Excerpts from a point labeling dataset
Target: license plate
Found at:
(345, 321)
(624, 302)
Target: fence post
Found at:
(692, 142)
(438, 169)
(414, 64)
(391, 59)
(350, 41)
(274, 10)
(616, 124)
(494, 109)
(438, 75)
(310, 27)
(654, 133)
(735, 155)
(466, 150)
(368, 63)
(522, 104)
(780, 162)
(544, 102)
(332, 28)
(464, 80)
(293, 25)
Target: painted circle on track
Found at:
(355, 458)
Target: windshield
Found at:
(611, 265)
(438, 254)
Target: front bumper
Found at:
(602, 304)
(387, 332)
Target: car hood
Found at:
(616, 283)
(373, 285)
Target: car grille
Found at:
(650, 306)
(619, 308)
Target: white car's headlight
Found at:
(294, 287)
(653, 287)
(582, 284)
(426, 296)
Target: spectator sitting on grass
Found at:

== GIVEN TASK ==
Write out every one of the rows above word for word, keeping each line and coordinate unchanged.

== RESPONSE ==
Target: license plate
Found at:
(345, 321)
(624, 302)
Target: fence post
Found at:
(692, 142)
(438, 169)
(414, 64)
(391, 59)
(350, 41)
(274, 10)
(616, 124)
(494, 109)
(438, 75)
(310, 27)
(654, 133)
(735, 155)
(466, 150)
(368, 63)
(522, 104)
(780, 162)
(544, 102)
(332, 28)
(464, 80)
(293, 25)
Target: painted circle on track
Found at:
(355, 458)
Target: windshield
Found at:
(611, 265)
(438, 254)
Target: front bumper
Found at:
(602, 304)
(387, 332)
Target: car hood
Found at:
(616, 283)
(373, 285)
Target: car grille
Found at:
(650, 306)
(619, 308)
Target: white car's headlight
Found at:
(294, 287)
(653, 287)
(582, 284)
(426, 296)
Target: spectator sitting on grass
Found at:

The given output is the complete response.